Wnt signaling played key roles during cell proliferation and differentiation and was implicated in multiple autoimmune diseases due to its participation in the development of T cells. In OLP, Wnt3 has been featured with positive expression in cytoplasm and lack of nuclear staining, suggesting a potential involvement of Wnt signaling pathway in OLP progression [28]. RYK, the hub gene in blue module, belonged to the atypical receptor tyrosine kinase family and was a receptor of Wnt ligand Wnt5a. The interaction of Wnt ligands and RYK originated the downstream signaling cascades critical for immune regulation [29]. Besides, Tenascin C (TNC), ranking as the 2nd top upregulated gene in OLP, encoded an extracellular matrix protein (ECM) and was a promoter of tumor metastasis with multiple functions. TNC expression positively linked to cancer progression and cell proliferation. TNC downregulated Dick-kopf-1 (DKK1), a Wnt inhibitor by blocking of actin stress fiber formation, thus activating Wnt signaling and induced Wnt target genes in tumor and endothelial cells [30]. Nevertheless, the high expression of TNC induced by Wnt/beta-catenin activation, acting as a downstream target, leaded to a more tumorigenic cell state in Ewing sarcoma [31]. The above researches demonstrated that the interaction between TNC and Wnt signaling participated in the modulation of tumor progression and invasion. Nevertheless, to the best of our knowledge, the rest of the key genes have not been reported highly involved in T cell regulation and inflammation or Wnt signaling pathway.

Provided material -
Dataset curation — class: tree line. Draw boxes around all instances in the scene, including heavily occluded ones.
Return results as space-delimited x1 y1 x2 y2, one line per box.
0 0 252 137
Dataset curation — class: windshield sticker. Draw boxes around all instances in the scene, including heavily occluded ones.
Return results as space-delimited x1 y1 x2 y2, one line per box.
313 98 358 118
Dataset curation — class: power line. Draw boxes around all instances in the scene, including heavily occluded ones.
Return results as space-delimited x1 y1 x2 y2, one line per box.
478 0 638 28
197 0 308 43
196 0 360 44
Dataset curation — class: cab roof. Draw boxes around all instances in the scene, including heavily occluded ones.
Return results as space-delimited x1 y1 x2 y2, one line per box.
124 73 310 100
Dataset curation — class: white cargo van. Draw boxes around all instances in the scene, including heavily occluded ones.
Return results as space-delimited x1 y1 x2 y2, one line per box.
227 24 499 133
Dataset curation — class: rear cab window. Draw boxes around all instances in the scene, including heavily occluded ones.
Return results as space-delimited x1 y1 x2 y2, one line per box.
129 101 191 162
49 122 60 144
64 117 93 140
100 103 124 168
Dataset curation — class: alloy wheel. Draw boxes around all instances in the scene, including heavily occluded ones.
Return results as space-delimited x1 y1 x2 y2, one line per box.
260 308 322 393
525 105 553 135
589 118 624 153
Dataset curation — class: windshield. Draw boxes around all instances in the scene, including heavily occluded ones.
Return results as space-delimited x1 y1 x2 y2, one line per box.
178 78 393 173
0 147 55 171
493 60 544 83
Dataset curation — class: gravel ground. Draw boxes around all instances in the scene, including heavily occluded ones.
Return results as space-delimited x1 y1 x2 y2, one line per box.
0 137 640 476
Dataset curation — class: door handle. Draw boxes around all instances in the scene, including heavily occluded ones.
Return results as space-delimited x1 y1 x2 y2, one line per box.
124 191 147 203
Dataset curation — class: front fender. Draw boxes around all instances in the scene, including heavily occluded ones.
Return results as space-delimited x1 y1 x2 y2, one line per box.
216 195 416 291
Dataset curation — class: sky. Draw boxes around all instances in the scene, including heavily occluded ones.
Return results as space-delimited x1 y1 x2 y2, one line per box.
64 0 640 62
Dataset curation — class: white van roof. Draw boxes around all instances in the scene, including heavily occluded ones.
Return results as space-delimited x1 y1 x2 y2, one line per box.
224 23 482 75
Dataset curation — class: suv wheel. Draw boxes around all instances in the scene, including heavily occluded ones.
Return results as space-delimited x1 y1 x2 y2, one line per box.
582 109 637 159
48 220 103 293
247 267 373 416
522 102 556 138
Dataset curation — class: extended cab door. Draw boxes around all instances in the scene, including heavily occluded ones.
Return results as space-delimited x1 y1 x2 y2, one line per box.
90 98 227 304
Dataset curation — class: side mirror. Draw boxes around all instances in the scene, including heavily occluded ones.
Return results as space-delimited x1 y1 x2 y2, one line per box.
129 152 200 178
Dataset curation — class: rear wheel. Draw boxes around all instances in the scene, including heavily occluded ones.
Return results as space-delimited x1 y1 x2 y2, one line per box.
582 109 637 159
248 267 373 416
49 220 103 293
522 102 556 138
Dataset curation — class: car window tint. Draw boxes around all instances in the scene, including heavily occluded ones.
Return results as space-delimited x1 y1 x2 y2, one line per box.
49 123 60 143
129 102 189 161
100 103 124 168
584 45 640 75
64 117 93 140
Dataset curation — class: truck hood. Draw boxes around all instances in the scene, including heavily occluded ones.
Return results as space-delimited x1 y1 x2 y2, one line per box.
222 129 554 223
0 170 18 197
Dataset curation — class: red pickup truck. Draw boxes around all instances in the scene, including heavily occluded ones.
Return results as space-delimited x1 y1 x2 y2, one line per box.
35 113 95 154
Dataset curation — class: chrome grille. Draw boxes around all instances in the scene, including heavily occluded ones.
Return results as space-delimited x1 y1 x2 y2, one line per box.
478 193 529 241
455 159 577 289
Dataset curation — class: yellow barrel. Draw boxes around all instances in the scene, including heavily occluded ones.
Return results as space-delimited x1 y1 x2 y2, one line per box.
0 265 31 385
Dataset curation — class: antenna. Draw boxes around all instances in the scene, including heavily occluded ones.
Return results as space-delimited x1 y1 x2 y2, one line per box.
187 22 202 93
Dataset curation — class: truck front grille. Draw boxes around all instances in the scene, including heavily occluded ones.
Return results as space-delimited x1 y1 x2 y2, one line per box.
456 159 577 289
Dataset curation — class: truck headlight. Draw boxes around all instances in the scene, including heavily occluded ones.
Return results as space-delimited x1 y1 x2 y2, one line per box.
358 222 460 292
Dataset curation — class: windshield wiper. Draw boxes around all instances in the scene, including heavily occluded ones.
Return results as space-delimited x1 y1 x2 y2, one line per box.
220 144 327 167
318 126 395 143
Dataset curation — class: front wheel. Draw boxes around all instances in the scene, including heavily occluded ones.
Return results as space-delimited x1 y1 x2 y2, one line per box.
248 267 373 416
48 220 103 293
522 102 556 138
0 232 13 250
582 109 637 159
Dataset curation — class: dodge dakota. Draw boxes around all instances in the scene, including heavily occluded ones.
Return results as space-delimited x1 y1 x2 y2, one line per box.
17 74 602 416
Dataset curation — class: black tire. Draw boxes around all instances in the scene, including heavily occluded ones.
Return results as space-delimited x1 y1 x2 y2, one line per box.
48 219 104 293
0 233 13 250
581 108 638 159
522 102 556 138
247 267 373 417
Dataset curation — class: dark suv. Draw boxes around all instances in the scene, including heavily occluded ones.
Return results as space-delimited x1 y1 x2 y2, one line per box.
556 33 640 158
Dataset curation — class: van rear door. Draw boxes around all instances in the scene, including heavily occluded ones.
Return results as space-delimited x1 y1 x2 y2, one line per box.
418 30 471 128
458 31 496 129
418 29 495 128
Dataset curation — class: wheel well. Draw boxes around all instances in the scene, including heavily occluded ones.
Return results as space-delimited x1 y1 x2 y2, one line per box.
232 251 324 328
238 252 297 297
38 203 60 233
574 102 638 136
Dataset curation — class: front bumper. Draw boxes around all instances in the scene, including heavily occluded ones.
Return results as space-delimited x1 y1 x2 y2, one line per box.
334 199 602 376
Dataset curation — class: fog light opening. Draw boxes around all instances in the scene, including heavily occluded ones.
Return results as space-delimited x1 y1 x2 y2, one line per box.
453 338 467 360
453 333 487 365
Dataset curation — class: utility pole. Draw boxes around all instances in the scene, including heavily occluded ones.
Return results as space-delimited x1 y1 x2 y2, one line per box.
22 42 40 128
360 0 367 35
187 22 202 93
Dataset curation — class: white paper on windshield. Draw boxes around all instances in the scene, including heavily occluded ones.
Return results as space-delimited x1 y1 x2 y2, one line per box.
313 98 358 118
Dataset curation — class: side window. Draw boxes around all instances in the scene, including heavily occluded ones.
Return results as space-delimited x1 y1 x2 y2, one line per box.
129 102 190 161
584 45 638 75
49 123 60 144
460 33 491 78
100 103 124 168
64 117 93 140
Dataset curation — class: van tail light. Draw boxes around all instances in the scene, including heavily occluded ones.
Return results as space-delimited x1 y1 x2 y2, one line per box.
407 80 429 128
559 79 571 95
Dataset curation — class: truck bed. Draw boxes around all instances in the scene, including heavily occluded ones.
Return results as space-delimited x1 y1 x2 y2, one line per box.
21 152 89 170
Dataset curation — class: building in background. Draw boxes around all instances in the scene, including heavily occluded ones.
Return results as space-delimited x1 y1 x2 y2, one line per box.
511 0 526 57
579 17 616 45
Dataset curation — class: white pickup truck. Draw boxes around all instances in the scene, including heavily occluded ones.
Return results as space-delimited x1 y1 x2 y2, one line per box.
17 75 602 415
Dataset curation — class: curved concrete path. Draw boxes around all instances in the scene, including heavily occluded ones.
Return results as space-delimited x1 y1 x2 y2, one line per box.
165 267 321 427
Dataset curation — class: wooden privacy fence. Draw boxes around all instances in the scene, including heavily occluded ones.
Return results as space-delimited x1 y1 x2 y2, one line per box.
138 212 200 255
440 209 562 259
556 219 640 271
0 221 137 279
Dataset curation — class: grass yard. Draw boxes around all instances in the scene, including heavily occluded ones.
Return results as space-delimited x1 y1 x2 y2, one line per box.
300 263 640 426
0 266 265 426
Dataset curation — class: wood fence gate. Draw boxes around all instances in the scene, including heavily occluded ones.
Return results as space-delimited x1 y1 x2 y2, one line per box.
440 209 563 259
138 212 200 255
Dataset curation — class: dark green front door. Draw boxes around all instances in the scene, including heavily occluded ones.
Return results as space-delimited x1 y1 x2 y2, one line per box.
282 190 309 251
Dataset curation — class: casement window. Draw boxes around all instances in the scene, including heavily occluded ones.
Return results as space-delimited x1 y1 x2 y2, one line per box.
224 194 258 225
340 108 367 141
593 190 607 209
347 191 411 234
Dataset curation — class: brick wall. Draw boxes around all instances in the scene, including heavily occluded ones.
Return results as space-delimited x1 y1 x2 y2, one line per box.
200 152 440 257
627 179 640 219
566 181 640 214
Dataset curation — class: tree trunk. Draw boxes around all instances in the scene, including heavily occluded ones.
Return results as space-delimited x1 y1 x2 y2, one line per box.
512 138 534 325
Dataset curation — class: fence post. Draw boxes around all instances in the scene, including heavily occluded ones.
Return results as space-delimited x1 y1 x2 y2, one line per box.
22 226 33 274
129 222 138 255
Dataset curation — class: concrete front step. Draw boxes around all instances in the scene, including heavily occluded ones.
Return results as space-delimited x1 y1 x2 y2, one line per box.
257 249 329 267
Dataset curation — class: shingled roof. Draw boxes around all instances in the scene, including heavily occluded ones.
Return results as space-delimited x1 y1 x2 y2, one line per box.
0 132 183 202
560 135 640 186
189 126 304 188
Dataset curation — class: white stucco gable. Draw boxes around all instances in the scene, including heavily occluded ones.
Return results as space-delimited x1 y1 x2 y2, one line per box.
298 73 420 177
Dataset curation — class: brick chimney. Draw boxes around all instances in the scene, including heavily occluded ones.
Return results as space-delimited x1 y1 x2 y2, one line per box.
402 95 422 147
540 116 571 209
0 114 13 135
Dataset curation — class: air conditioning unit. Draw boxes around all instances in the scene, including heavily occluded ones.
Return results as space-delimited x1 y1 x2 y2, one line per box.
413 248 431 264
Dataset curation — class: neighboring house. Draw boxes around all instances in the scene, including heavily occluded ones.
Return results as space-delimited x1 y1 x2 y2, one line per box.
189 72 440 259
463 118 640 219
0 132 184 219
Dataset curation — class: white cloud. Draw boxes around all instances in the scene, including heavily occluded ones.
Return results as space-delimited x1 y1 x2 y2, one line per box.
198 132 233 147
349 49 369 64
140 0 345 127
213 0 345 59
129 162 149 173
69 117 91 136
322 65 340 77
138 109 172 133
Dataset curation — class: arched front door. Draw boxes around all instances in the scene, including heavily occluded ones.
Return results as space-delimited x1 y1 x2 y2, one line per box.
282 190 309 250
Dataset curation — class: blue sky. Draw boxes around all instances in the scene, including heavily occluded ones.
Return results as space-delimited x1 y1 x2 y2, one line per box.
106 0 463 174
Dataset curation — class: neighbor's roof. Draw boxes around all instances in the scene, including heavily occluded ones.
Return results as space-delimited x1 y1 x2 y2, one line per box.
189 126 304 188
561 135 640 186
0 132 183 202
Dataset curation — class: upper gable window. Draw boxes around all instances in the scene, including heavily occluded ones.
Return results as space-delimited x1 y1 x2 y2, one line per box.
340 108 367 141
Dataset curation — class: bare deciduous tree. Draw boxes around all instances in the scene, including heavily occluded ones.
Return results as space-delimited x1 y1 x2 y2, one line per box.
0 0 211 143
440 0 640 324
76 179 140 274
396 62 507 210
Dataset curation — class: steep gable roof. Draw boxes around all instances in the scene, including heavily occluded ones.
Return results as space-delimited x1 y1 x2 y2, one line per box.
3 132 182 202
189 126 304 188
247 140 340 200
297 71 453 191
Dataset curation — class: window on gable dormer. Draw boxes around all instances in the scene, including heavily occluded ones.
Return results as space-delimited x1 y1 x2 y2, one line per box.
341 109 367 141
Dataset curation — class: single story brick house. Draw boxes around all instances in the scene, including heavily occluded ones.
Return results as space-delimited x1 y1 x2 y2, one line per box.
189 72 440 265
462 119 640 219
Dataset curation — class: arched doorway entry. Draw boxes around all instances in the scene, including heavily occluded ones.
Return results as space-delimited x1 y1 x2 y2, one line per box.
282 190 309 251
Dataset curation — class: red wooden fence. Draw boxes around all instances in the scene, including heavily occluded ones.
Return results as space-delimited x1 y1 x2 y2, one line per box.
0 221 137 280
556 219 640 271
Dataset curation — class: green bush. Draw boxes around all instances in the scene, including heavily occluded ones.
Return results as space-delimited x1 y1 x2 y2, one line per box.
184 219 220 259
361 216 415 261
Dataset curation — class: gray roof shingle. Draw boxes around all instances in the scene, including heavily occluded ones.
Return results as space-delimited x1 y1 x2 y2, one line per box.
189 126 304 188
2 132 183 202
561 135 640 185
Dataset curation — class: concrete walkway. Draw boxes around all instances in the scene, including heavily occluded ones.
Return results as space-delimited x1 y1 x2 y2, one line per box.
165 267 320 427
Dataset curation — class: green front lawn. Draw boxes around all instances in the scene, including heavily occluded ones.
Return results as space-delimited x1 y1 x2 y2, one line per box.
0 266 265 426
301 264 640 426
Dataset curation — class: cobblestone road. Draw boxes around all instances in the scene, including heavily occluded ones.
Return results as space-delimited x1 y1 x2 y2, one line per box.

Questions -
1 – Answer these questions about the text on Wnt signaling in OLP:
(a) RYK is a receptor of which Wnt ligand?
(b) Where does TNC rank among the upregulated genes in OLP?
(c) In which tumor did high TNC expression lead to a more tumorigenic cell state?
2 – Continue the text on Wnt signaling in OLP, starting after its last sentence.

Expected results -
1 –
(a) Wnt5a
(b) It is the 2nd top upregulated gene.
(c) Ewing sarcoma

2 –
In 2017, Junjun Chen et al. [32] identified 94 differentially expressed miRNAs (DEMs) and 599 DEGs in total in OLP tissues with RNA sequencing and constructed a miRNA–mRNA network regulating pathogenetic process. Using GO and KEGG pathway analysis, the DEGs were significantly enriched in immune-related functional ontology and pathways. The study focused mainly on the potential mechanisms that may contribute to the DEMs in inflammatory events. In current study, we illustrated the immune mediating into the pathogenesis of OLP from the perspective of gene co-expression pattern using group-wise and WGCNA analysis, which was distinct from the previous study.

There were limitations in our study. Firstly, the samples size was small. Only reticular OLP tissues were collected and there was a lack of OLP tissues of erosive and erythematous types. Secondly, we did not validate the functions of the key genes as well as the potential signaling pathways in vitro or in vivo.

All in all, in this study, we strictly selected the matched samples of OLP and normal oral mucosal tissues and a range of genes were observed differentially expressed in OLP tissues. Subsequently, by application of the bioinformatic analysis method, our research also confirmed the key roles of biological activities associated with T cell regulation and inflammation and Wnt signaling pathway that have been reported in earlier studies on the molecular mechanisms of OLP and provided a theoretical basis for the study of novel drug targets.

Conclusions

Taken together, we constructed a transcriptional profiling of OLP using RNA-Seq and 153 differentially expressed genes were detected. Here, with the combination of the results of GO enrichment annotation analysis, KEGG pathway and WGCNA analysis based on the DEGs, biological process including T cell regulation and inflammation and Wnt signaling pathway were identified highly correlated to the pathogenesis of OLP. Further researches are required to explore the molecular mechanism of the key genes as the candidate biomarkers in this disease.